EXERCISE MATERIAL:
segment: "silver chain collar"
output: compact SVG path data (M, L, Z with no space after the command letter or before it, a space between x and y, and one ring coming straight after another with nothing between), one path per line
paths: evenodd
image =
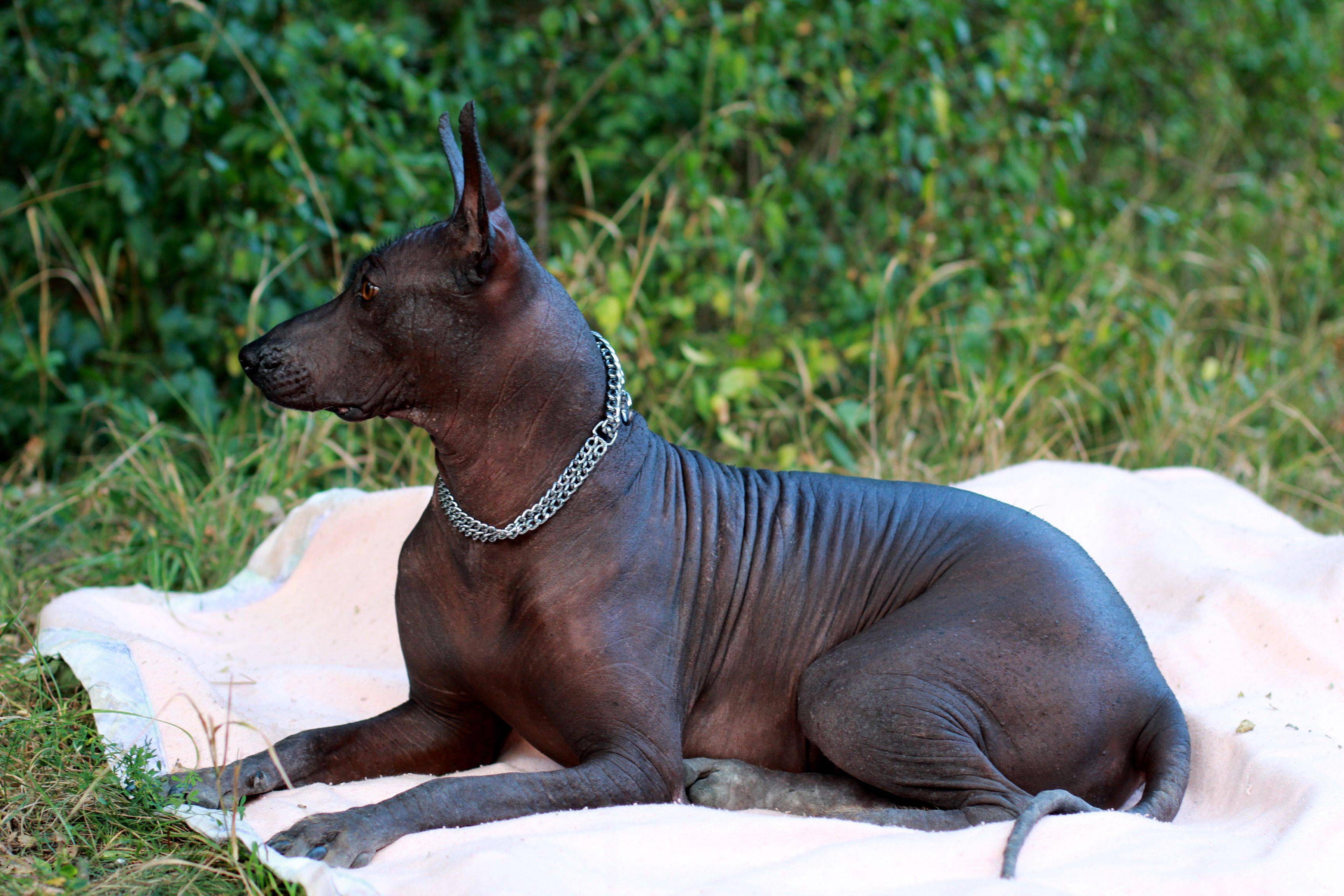
M601 333L593 330L593 336L597 339L598 351L602 352L602 361L606 363L606 416L593 427L593 435L587 437L583 447L579 449L570 465L560 473L560 478L555 480L540 501L519 513L517 519L500 529L464 510L453 493L448 490L444 477L438 477L435 484L438 504L444 508L444 514L449 521L466 537L477 541L516 539L550 520L583 485L583 480L589 477L602 455L616 445L621 424L630 422L630 394L625 391L625 371L621 369L621 359L616 356L616 349L602 339Z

SHORT EXERCISE:
Please copy the rows above word for word, leaving out the pictures.

IN RESPONSE:
segment: "silver chain collar"
output: compact SVG path data (M, L, Z with no space after the command letter or before it, a space between x and y, and one ring coming straight after another with nothing between), one path per line
paths: evenodd
image =
M601 333L593 330L593 336L597 339L598 351L602 352L602 361L606 363L606 416L593 427L593 435L587 437L583 447L579 449L570 465L560 473L560 478L555 480L540 501L519 513L517 519L500 529L464 510L453 493L448 490L444 477L438 477L435 484L438 504L444 508L444 514L449 521L466 537L477 541L516 539L550 520L583 485L583 480L589 477L602 455L616 445L621 424L630 422L630 394L625 391L625 371L621 369L621 359L616 356L616 349L602 339Z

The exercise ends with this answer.